* **PAGE TEXT**
++++++++
3. Separate K/V LUT Design
K and V have significantly different numerical distributions (K is heavy-tailed; V is more uniform). Using a shared LUT drops V's SNR from 4x to 1.9x. We calibrate independent 8-point Lloyd-Max lookup tables for K (rotation space) and V (original space).
4. QJL 1-bit Residual Correction
We store the sign bit of the quantization residual (1-bit). At decode time, a first-order correction is applied using residual mean magnitude × sign, further reducing quantization error with negligible memory overhead (1-bit is almost free relative to 3-bit).
5. Mac MPS / CPU Full Compatibility
All quantization, packing, and unpacking operations are implemented in pure PyTorch for environments without CUDA/Triton, ensuring full functional correctness. The Triton kernel acceleration path is enabled automatically when CUDA is available.
6. Triton Fused Decode Attention Kernel
On CUDA, we implement a complete fused decode attention kernel that merges "3-bit unpack → QJL residual correction → Flash Attention-style online softmax → V weighted sum" into a single Triton kernel, eliminating intermediate tensor allocations. Validated layer-by-layer across all 33 layers; output error vs. the PyTorch two-step path is < 1e-6.
++++++++
* **WHAT IS NEEDED**
Write out the KV cache quantization text above word for word, from its first line to its last. The rows that come next have no part in this exercise.
++++++++
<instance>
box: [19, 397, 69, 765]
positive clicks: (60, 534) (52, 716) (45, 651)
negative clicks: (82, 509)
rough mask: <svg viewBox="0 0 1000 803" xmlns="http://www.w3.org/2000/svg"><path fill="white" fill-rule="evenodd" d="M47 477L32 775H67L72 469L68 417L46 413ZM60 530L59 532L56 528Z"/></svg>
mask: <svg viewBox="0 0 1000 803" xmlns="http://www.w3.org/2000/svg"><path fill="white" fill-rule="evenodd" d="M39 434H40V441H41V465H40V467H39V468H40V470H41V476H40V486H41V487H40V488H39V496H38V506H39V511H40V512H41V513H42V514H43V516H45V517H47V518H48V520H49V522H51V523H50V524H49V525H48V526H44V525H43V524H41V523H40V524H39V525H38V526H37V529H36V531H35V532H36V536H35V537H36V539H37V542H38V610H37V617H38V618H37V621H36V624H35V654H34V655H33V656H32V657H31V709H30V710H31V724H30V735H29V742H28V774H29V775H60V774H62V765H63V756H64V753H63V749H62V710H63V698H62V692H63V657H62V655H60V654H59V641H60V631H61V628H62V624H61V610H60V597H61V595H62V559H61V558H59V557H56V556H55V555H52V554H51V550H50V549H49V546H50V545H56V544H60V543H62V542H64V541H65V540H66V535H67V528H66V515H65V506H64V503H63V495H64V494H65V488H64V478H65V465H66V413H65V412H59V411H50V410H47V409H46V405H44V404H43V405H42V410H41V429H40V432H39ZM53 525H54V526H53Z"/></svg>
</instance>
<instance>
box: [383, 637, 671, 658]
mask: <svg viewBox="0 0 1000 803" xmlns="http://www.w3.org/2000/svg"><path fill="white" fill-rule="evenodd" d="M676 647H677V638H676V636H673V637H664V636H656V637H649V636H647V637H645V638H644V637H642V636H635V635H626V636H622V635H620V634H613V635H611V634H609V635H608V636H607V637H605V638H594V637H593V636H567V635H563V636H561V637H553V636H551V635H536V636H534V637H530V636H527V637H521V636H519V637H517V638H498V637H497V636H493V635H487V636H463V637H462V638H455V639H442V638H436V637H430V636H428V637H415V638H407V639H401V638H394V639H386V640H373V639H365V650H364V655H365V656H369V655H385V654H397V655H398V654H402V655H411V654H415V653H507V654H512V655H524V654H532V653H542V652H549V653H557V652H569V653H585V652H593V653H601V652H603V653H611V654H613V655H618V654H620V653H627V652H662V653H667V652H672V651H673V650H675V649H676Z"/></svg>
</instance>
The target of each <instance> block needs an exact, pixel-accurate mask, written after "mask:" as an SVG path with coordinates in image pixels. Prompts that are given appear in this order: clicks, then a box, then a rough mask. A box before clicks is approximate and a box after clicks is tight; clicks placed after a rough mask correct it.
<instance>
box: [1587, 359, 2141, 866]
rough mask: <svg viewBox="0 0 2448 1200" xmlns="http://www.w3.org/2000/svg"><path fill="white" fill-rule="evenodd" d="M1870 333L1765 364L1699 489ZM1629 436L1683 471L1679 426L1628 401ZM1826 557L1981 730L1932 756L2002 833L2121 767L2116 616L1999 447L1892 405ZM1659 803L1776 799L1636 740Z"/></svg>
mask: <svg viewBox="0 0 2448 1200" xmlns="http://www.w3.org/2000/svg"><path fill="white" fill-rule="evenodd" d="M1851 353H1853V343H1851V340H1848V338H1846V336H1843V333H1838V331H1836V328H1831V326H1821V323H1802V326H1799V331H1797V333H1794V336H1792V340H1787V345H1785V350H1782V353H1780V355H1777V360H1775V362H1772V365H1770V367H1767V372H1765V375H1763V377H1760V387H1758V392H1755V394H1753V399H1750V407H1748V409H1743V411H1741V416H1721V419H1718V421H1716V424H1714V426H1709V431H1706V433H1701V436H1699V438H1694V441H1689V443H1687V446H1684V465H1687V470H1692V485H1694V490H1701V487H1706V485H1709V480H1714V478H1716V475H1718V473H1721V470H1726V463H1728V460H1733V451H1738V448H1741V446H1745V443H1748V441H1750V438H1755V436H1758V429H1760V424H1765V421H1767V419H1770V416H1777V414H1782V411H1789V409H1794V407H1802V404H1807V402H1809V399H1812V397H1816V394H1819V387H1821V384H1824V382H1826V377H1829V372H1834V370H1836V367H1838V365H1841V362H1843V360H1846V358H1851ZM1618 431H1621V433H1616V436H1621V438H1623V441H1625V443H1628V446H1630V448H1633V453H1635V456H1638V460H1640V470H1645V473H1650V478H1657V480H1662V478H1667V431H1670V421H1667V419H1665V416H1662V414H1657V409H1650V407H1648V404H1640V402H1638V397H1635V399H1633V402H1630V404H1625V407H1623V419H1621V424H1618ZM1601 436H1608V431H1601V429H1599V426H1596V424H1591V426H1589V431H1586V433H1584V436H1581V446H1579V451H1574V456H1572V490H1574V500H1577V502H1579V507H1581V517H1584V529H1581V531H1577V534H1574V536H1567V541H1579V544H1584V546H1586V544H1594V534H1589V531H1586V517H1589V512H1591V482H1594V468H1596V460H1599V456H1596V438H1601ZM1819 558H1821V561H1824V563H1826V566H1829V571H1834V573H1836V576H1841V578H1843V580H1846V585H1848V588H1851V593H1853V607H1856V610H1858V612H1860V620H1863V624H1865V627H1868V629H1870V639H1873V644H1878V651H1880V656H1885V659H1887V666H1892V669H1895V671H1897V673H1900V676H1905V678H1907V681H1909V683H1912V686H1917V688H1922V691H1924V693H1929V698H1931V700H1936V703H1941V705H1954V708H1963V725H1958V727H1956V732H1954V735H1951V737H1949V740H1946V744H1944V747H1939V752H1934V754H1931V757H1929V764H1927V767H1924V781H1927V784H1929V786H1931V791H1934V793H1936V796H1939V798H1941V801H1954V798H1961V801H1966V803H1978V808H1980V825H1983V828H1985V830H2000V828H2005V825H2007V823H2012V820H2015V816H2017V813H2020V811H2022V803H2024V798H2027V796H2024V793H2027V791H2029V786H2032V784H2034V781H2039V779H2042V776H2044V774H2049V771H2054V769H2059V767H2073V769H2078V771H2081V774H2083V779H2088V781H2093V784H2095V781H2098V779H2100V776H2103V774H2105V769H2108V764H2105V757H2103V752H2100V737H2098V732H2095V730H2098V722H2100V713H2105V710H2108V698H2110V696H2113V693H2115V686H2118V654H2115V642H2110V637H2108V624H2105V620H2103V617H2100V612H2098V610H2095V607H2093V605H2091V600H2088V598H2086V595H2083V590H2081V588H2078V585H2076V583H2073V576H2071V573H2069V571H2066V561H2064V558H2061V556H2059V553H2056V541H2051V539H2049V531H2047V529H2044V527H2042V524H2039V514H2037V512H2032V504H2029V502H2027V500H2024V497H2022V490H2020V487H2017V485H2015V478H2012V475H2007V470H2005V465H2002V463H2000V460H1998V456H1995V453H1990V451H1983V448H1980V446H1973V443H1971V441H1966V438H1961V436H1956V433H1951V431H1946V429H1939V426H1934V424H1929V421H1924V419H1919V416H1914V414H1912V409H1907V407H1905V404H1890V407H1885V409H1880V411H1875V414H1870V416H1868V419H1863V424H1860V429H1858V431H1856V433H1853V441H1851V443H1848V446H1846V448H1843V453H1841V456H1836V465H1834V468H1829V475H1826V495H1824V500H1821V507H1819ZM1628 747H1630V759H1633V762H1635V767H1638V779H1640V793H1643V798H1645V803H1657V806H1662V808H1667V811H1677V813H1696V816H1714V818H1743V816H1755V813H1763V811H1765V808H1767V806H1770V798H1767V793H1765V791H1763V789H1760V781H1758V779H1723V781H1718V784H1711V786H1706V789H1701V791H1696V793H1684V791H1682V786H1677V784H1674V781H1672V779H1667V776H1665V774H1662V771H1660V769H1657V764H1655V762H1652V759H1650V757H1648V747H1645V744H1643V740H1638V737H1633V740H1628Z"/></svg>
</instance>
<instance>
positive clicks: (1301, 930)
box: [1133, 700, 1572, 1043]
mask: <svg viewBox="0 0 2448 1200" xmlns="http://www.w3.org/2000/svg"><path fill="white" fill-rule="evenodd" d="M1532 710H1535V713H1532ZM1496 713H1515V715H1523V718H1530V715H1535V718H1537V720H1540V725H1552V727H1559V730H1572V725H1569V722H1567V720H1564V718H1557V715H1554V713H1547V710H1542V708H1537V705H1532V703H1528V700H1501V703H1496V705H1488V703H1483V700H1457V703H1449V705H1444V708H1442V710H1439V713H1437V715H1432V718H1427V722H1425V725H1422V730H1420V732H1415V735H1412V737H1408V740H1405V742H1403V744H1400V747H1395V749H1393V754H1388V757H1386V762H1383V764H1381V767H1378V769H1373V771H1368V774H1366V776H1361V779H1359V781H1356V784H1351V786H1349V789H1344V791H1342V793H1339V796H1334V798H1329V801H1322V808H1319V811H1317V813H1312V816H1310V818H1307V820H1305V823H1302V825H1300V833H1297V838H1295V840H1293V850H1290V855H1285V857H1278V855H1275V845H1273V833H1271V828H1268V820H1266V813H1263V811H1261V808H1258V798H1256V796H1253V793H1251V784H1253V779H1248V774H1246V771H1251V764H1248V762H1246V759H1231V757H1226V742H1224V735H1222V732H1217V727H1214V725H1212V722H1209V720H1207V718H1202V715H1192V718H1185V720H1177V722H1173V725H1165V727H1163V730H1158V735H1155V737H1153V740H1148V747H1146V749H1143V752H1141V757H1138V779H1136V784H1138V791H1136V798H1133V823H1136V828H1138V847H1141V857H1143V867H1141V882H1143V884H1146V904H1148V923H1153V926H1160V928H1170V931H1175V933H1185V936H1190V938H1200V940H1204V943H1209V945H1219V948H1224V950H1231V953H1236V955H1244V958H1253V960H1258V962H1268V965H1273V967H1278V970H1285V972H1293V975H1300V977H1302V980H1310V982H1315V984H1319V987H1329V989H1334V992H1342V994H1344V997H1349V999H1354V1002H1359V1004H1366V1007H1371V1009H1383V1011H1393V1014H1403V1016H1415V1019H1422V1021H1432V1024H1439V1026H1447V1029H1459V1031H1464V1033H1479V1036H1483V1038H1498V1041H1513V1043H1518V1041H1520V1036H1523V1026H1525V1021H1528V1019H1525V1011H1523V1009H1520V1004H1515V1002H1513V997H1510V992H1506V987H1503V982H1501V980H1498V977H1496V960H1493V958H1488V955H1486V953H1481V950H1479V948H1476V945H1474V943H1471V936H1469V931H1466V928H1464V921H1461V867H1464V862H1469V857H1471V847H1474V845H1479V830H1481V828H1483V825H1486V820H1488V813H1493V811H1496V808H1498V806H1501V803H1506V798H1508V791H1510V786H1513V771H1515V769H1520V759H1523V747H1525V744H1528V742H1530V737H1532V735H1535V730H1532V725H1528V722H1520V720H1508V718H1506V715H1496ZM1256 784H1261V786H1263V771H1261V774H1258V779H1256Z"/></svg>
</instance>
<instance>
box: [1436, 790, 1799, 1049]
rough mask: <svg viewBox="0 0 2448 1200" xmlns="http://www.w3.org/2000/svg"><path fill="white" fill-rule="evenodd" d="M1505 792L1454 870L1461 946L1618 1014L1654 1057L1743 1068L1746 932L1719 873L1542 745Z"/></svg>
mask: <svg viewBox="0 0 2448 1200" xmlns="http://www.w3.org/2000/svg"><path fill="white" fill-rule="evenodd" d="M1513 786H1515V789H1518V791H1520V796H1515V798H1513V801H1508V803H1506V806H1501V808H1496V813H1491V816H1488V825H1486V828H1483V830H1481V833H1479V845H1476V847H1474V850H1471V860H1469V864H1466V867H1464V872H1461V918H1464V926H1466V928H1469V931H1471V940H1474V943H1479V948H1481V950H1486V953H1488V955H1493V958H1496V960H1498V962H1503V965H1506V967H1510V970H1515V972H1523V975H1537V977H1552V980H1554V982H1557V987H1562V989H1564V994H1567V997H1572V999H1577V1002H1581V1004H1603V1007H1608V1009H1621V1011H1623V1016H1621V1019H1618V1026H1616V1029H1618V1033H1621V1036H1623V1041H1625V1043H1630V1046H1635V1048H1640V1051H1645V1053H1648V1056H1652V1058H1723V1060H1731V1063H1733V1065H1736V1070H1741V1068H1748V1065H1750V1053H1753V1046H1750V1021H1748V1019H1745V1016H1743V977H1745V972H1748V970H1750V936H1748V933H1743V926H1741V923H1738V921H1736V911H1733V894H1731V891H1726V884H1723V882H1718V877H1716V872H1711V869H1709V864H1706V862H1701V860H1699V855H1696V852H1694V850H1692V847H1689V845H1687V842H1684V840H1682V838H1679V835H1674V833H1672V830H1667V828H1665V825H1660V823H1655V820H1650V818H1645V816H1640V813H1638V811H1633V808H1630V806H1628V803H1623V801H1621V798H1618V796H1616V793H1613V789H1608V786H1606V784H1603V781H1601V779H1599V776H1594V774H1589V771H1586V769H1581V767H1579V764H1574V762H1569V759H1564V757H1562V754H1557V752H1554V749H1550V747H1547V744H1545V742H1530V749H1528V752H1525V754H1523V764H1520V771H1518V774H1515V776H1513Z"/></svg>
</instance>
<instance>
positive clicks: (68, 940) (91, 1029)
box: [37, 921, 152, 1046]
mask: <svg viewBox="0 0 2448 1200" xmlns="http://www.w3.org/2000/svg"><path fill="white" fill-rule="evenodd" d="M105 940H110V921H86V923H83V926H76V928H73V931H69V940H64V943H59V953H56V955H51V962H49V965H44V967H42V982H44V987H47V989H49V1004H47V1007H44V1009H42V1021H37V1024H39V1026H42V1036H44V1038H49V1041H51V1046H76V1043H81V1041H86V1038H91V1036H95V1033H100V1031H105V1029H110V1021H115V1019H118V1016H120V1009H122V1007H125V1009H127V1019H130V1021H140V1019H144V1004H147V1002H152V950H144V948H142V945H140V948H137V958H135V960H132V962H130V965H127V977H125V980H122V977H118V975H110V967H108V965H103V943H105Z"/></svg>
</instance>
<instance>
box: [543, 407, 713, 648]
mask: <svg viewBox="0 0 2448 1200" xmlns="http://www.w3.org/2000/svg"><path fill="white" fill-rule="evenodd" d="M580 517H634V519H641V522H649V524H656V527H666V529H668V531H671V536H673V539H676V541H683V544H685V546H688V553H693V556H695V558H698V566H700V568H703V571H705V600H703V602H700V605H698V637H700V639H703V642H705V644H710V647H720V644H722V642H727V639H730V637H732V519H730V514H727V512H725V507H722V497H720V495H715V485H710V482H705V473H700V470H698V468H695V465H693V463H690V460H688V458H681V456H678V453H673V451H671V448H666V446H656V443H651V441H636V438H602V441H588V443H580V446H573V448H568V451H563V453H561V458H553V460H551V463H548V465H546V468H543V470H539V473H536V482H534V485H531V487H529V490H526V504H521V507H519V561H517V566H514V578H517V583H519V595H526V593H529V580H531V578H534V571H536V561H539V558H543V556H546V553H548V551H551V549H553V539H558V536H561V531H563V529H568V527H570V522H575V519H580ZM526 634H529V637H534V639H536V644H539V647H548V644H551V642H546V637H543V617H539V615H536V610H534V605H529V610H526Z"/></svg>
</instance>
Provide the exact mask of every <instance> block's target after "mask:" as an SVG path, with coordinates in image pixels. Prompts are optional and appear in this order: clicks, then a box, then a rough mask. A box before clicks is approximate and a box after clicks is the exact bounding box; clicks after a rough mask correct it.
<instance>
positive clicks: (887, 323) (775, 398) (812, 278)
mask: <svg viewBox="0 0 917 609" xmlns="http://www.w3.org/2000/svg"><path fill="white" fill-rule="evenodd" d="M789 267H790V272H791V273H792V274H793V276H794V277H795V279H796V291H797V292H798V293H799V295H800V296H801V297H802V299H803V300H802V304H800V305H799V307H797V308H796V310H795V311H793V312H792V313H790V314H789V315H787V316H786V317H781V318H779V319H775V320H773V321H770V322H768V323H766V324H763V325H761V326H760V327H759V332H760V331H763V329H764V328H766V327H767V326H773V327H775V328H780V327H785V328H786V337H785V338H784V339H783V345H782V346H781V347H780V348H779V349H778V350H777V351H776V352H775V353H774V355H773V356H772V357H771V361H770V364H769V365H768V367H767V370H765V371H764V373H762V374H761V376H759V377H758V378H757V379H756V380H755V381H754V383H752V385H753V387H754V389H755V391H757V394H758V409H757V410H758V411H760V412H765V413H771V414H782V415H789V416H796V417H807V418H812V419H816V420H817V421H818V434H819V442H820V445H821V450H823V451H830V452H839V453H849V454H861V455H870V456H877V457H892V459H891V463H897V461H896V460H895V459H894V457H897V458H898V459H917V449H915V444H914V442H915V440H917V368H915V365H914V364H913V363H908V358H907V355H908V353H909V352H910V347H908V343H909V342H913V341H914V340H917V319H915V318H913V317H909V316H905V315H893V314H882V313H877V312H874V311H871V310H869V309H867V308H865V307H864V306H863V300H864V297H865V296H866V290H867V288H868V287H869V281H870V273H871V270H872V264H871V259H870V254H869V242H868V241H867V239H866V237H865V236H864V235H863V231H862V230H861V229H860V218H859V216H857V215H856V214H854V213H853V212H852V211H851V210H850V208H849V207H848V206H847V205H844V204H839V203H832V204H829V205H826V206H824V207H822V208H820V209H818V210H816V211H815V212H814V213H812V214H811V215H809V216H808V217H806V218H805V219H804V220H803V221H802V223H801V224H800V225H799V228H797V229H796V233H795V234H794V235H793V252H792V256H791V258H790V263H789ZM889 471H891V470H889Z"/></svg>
++++++++
* **ANSWER FOR THE TASK**
3. Separate K/V LUT Design
K and V have significantly different numerical distributions (K is heavy-tailed; V is more uniform). Using a shared LUT drops V's SNR from 4x to 1.9x. We calibrate independent 8-point Lloyd-Max lookup tables for K (rotation space) and V (original space).
4. QJL 1-bit Residual Correction
We store the sign bit of the quantization residual (1-bit). At decode time, a first-order correction is applied using residual mean magnitude × sign, further reducing quantization error with negligible memory overhead (1-bit is almost free relative to 3-bit).
5. Mac MPS / CPU Full Compatibility
All quantization, packing, and unpacking operations are implemented in pure PyTorch for environments without CUDA/Triton, ensuring full functional correctness. The Triton kernel acceleration path is enabled automatically when CUDA is available.
6. Triton Fused Decode Attention Kernel
On CUDA, we implement a complete fused decode attention kernel that merges "3-bit unpack → QJL residual correction → Flash Attention-style online softmax → V weighted sum" into a single Triton kernel, eliminating intermediate tensor allocations. Validated layer-by-layer across all 33 layers; output error vs. the PyTorch two-step path is < 1e-6.